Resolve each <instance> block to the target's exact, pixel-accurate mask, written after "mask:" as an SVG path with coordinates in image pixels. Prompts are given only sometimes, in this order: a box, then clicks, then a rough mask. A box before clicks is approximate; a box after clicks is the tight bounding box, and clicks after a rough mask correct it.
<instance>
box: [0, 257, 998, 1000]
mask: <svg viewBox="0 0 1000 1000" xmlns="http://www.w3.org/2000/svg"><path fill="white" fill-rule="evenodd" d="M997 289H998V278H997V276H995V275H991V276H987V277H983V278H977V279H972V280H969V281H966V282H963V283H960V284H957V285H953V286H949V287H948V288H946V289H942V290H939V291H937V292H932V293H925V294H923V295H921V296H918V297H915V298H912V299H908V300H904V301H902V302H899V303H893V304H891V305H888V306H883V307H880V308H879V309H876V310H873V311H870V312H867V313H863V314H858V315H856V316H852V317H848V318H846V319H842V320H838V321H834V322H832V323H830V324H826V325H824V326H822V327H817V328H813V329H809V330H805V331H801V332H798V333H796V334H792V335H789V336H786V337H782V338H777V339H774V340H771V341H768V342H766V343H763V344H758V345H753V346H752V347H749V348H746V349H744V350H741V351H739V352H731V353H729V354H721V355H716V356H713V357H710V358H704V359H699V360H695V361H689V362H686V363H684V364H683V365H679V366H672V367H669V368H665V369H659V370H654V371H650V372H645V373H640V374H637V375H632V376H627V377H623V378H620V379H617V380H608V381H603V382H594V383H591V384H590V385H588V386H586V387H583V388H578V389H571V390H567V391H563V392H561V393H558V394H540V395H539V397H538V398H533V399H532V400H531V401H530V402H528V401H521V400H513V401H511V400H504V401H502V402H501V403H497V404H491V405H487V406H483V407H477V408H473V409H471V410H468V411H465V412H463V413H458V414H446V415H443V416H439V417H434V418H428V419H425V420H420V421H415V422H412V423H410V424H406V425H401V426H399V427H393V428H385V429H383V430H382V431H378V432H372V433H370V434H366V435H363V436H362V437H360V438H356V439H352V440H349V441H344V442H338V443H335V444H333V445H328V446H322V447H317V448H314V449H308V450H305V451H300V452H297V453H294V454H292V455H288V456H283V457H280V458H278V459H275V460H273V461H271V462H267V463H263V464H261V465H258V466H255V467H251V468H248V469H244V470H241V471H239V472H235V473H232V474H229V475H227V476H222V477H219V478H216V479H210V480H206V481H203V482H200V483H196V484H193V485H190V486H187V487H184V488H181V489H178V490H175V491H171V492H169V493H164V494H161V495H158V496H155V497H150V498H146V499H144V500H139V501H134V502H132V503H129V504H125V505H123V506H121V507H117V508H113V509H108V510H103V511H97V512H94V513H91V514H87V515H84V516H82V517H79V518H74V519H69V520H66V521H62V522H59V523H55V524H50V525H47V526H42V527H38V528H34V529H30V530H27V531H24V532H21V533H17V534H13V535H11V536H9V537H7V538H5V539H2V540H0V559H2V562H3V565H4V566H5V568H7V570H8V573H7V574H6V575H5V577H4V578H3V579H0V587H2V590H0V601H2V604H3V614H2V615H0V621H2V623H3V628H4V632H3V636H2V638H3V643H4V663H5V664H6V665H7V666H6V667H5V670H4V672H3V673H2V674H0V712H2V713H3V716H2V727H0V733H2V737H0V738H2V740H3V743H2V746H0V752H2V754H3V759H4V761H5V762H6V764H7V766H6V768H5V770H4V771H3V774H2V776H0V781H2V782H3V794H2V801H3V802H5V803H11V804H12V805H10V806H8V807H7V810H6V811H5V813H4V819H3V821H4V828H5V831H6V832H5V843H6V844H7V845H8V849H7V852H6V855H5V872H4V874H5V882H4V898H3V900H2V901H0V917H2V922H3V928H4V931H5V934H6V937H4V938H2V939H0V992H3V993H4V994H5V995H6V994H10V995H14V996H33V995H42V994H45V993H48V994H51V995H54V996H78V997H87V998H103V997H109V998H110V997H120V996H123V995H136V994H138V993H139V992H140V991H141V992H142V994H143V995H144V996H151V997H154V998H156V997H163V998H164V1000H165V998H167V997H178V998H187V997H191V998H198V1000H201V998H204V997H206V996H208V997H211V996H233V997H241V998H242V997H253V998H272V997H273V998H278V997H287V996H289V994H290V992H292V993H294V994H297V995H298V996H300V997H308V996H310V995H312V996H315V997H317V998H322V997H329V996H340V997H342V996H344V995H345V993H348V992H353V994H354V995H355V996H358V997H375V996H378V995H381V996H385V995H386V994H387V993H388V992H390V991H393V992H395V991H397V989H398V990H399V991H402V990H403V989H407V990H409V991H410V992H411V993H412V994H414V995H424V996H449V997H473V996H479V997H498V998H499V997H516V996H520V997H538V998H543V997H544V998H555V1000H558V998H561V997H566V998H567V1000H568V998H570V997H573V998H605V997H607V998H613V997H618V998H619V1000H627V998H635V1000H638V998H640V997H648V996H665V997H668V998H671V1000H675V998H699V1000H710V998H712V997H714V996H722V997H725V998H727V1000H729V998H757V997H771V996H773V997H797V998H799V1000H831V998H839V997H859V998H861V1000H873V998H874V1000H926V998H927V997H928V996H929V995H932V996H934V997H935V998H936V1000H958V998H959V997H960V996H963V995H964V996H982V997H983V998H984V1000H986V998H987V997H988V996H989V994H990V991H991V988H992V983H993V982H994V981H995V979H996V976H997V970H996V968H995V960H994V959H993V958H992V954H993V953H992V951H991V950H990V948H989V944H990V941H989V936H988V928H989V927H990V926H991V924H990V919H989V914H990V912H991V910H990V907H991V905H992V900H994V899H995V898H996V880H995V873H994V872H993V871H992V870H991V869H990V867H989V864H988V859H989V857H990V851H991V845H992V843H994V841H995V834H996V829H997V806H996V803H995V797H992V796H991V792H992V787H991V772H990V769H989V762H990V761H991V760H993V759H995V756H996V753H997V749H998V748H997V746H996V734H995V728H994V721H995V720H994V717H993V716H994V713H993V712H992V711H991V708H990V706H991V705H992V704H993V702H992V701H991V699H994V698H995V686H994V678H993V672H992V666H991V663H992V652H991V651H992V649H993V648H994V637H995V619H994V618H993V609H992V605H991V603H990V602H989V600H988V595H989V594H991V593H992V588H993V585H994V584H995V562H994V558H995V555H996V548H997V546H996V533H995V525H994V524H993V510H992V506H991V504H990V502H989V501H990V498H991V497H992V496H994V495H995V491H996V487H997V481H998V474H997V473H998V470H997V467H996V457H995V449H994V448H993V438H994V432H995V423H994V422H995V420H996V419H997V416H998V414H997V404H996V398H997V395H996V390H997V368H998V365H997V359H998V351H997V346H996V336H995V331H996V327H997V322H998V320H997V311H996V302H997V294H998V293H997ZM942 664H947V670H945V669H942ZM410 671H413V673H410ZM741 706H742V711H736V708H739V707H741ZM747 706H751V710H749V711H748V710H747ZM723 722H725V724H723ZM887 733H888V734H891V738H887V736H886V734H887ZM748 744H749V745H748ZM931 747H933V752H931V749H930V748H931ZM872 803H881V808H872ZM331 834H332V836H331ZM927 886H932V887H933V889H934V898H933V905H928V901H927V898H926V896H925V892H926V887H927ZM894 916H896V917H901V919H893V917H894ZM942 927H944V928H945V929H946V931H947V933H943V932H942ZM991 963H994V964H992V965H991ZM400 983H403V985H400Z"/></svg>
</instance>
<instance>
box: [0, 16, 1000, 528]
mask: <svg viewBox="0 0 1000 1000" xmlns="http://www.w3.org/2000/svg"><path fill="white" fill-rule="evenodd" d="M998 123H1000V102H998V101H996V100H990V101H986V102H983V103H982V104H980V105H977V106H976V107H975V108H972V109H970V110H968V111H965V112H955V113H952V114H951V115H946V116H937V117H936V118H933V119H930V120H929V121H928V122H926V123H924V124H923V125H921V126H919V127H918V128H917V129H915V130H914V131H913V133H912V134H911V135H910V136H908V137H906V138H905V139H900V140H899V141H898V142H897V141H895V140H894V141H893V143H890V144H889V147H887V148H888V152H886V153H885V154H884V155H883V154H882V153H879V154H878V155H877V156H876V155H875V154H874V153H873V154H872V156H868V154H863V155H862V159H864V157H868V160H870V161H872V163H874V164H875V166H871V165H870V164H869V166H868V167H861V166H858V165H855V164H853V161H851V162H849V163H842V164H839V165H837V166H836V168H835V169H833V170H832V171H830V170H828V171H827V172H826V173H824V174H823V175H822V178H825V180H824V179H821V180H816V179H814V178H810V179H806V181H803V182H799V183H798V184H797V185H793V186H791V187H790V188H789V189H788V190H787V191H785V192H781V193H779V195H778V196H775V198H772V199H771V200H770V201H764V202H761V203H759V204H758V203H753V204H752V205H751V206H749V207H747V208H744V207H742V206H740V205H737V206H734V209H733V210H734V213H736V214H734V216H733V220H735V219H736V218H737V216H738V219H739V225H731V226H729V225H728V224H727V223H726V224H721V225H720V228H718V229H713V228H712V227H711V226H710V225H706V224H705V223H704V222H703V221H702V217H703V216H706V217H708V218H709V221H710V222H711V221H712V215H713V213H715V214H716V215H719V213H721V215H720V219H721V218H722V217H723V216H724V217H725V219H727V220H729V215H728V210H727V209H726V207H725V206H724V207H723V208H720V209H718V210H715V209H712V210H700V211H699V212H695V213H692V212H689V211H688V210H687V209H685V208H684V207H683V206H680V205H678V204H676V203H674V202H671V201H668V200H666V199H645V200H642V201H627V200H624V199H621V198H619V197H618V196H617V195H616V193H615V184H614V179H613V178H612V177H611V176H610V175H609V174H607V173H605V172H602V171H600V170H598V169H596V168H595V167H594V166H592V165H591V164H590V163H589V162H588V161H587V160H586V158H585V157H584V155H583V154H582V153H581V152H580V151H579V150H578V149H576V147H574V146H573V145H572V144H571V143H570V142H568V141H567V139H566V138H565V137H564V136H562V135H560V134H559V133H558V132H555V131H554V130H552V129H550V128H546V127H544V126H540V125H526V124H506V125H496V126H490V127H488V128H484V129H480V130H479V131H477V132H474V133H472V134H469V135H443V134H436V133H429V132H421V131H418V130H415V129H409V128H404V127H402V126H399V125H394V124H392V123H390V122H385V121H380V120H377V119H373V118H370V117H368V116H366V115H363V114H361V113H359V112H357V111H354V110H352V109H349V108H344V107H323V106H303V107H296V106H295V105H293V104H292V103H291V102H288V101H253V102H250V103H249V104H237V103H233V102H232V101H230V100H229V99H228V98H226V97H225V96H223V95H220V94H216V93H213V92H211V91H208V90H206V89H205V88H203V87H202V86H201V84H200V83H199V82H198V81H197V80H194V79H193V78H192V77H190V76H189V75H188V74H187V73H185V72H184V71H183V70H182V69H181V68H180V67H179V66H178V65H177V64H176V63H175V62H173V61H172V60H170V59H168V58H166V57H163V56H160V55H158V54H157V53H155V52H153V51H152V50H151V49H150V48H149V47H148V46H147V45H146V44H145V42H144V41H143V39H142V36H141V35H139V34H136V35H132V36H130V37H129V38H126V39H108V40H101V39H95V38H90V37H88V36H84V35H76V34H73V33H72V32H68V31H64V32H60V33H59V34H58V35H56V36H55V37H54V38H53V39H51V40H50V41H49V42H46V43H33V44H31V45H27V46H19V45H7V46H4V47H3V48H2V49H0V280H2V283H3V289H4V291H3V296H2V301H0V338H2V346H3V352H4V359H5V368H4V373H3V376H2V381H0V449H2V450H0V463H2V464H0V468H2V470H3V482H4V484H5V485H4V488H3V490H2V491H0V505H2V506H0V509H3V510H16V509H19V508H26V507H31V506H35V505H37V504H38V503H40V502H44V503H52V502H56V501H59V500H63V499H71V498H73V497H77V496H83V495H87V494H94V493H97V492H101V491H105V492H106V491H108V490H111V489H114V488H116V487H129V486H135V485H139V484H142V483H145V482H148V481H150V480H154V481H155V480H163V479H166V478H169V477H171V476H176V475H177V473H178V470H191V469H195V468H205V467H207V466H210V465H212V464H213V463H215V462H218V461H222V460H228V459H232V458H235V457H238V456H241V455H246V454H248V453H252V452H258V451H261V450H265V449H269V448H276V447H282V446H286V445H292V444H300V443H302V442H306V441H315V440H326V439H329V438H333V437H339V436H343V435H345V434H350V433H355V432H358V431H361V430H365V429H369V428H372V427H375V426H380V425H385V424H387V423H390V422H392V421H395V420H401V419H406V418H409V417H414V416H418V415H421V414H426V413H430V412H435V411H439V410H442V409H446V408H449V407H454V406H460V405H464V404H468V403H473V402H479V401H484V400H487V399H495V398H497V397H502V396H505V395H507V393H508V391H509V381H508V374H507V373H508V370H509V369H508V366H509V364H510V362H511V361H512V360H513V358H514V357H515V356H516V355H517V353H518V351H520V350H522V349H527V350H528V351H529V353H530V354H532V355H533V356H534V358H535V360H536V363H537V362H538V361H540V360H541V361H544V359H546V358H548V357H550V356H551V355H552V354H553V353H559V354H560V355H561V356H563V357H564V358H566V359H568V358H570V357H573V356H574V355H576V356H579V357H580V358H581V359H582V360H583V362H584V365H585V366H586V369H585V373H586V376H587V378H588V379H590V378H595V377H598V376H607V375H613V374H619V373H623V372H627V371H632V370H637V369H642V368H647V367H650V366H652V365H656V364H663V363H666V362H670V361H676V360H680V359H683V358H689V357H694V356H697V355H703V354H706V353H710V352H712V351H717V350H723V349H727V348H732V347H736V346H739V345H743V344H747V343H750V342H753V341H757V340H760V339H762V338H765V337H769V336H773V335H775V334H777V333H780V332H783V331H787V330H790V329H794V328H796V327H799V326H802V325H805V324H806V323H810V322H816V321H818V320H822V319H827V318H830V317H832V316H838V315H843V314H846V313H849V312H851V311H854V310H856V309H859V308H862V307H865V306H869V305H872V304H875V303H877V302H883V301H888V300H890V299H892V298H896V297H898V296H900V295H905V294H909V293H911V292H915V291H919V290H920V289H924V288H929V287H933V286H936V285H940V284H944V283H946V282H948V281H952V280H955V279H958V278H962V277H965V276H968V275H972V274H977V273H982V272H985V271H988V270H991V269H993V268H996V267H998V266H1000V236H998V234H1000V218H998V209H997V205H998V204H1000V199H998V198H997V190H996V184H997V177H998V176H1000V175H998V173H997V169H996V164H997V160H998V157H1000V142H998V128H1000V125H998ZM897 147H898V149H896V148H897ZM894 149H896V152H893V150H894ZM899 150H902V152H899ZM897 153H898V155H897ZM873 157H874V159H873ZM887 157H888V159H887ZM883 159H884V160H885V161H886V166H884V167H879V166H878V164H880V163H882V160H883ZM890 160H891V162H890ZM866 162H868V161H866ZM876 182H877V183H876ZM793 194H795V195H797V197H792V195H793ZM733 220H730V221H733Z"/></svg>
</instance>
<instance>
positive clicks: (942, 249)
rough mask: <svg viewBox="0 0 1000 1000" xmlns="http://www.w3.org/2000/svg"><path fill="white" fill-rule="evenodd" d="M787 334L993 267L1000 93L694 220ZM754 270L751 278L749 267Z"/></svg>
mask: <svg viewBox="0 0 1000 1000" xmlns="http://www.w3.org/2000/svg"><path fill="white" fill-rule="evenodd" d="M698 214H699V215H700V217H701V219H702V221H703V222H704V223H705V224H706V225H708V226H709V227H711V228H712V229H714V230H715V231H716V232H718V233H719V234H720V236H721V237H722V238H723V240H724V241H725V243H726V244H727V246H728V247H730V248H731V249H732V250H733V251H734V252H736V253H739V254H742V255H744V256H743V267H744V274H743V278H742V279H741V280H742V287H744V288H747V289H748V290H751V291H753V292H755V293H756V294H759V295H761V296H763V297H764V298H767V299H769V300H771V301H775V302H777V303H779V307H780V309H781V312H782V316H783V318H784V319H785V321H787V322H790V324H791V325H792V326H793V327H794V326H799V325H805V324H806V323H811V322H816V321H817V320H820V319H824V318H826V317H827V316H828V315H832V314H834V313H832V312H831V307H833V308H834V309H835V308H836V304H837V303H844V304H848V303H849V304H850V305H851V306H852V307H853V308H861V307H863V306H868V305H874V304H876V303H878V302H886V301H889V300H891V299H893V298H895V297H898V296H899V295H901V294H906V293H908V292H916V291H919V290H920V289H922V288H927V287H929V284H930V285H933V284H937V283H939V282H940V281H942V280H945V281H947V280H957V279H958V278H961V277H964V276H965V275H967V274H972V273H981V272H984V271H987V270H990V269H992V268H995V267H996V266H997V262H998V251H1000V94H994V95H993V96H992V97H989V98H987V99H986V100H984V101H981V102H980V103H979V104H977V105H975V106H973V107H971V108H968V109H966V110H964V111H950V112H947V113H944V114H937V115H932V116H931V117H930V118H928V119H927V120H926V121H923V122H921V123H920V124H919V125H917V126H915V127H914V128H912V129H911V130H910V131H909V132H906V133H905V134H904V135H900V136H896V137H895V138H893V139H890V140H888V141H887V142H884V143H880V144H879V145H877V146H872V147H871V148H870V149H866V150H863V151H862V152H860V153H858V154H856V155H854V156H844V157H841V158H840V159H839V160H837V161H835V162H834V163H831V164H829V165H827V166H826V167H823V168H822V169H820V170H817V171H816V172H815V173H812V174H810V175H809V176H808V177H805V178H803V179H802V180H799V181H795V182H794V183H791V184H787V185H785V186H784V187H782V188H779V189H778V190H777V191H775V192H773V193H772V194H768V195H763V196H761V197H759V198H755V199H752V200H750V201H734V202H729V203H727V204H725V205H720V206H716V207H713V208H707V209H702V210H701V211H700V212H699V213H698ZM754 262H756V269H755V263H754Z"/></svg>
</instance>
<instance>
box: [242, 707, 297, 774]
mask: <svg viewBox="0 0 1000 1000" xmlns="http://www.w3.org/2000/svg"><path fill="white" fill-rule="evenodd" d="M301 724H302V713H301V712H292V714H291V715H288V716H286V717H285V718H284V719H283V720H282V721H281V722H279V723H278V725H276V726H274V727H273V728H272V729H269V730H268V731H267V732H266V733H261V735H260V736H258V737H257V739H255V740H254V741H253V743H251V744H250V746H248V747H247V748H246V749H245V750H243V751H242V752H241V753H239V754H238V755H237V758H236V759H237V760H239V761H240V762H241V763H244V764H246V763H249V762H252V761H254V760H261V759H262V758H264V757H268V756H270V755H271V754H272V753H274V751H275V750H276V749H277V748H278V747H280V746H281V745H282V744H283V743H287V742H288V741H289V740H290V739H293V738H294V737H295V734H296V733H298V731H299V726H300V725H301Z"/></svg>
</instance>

• **PROBLEM DETAILS**
Only lines holding the word "clicks" are wanted; list them all from the material.

• **RESPONSE**
Resolve each <instance> block to the target's exact, pixel-accurate mask, written after "mask:" as an SVG path with coordinates in image pixels. Prompts are given only sometimes, in this order: a box, then clicks, then a rough mask. A box before clicks is approximate; a box after clicks is the tight bounding box, and clicks after a rough mask correct it.
positive clicks: (942, 249)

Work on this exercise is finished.